══ Quoted text ══

Adani Green Energy Limited has commissioned 3.37 GWh of battery energy storage capacity at Khavda, Gujarat, positioning the site among the world’s largest single location battery storage deployments outside China.
The company said the project was completed within 10 months of on site construction, with 1.37 GWh added in March 2026. The battery system is integrated into AGEL’s broader Khavda renewable energy development, where the company plans to build 30 GW of renewable capacity by 2029, of which 9.9 GW is already operational.
The deployment reflects a broader shift in India’s energy transition strategy. Renewable energy expansion is increasingly exposing the limitations of generation focused growth models that lack corresponding investment in dispatchable flexibility infrastructure.
India’s renewable energy targets require balancing rapidly expanding solar generation with increasingly volatile demand patterns. Solar output concentration during daylight hours continues to create curtailment risks and evening peak supply deficits, particularly in regions with limited flexible generation assets.

═══

◆ **Exercise brief**
Reproduce verbatim the portion of the passage on battery storage at Khavda that runs from "The company said" to "flexible generation assets.". The rows that follow have no connection to the passage on battery storage at Khavda.

══ Data supplied ══

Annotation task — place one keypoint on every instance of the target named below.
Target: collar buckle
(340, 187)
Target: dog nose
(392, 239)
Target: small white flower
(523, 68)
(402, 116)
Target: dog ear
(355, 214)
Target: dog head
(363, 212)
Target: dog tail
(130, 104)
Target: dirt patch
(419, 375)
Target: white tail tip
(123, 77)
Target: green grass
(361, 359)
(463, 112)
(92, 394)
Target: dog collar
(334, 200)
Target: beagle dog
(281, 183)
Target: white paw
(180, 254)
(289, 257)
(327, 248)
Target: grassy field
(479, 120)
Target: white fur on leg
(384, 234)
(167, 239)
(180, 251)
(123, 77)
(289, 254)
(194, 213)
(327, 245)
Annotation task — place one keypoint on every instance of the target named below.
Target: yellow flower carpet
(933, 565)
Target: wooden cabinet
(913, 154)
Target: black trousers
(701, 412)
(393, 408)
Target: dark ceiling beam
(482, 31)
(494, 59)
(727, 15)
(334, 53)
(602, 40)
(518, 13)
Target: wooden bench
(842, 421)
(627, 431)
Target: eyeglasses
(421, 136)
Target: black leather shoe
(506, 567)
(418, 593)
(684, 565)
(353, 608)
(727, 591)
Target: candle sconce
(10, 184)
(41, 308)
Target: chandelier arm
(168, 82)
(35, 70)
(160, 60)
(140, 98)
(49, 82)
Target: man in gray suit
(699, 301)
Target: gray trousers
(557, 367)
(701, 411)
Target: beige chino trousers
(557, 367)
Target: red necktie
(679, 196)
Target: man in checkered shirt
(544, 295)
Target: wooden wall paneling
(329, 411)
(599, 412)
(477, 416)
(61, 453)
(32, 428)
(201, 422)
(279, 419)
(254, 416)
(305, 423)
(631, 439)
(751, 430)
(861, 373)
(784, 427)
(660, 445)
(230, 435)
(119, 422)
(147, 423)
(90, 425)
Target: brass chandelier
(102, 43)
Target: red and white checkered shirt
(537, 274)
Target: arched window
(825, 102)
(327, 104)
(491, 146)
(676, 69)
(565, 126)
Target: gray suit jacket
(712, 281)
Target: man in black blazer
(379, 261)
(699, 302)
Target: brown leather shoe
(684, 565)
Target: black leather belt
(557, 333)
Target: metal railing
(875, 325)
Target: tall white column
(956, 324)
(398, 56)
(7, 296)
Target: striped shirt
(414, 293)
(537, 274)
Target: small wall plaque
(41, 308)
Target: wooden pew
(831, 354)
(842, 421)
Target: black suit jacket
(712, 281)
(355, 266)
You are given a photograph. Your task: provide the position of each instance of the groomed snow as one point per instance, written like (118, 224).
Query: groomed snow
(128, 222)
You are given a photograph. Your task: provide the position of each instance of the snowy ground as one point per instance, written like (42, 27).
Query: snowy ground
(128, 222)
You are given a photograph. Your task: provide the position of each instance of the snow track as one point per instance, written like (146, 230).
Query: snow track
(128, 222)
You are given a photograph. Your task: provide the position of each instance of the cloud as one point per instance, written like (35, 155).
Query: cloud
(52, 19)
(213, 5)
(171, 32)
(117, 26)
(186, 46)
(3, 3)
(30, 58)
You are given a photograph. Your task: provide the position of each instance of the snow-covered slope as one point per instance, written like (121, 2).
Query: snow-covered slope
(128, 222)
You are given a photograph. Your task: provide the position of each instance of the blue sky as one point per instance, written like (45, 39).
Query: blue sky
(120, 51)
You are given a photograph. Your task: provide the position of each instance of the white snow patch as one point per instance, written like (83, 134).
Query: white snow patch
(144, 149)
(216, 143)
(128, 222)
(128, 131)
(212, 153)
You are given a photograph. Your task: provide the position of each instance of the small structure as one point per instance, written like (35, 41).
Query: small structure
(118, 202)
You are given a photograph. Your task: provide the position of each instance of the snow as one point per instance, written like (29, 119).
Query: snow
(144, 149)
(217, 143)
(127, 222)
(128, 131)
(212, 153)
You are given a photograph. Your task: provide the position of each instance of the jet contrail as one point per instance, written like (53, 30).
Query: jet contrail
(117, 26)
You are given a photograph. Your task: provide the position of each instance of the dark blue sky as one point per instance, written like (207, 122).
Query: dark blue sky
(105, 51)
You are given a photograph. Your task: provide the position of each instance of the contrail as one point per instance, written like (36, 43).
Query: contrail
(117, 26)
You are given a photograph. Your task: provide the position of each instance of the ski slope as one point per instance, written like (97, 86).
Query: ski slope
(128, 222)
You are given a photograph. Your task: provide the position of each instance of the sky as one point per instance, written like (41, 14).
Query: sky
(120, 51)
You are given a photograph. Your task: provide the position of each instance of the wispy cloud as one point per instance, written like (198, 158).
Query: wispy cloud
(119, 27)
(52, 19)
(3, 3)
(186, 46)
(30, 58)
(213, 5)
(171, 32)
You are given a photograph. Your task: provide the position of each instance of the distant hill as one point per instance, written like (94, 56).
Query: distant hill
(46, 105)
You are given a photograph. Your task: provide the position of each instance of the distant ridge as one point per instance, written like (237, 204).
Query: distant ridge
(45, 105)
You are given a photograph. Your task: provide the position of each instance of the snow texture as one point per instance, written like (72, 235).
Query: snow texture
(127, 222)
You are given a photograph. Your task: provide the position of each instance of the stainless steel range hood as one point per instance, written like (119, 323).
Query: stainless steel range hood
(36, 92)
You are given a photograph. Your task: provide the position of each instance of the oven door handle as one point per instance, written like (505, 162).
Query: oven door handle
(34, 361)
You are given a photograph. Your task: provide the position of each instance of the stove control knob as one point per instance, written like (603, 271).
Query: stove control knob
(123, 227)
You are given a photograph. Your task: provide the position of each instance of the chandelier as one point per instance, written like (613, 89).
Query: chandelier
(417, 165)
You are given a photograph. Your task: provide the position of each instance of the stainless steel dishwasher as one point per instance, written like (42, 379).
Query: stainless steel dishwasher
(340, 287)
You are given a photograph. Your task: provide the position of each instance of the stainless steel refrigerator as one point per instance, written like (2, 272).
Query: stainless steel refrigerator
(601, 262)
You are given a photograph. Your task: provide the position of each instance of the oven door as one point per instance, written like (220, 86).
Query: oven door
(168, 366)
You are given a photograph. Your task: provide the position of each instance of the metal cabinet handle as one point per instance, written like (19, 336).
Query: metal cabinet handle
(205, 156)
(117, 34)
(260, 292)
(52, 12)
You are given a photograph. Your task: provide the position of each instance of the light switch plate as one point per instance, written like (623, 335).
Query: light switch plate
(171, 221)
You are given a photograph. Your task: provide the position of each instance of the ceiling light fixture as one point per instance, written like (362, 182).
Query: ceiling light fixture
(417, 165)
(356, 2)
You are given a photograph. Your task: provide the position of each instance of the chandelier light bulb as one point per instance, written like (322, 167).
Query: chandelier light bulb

═══

◆ **Complete response**
The company said the project was completed within 10 months of on site construction, with 1.37 GWh added in March 2026. The battery system is integrated into AGEL’s broader Khavda renewable energy development, where the company plans to build 30 GW of renewable capacity by 2029, of which 9.9 GW is already operational.
The deployment reflects a broader shift in India’s energy transition strategy. Renewable energy expansion is increasingly exposing the limitations of generation focused growth models that lack corresponding investment in dispatchable flexibility infrastructure.
India’s renewable energy targets require balancing rapidly expanding solar generation with increasingly volatile demand patterns. Solar output concentration during daylight hours continues to create curtailment risks and evening peak supply deficits, particularly in regions with limited flexible generation assets.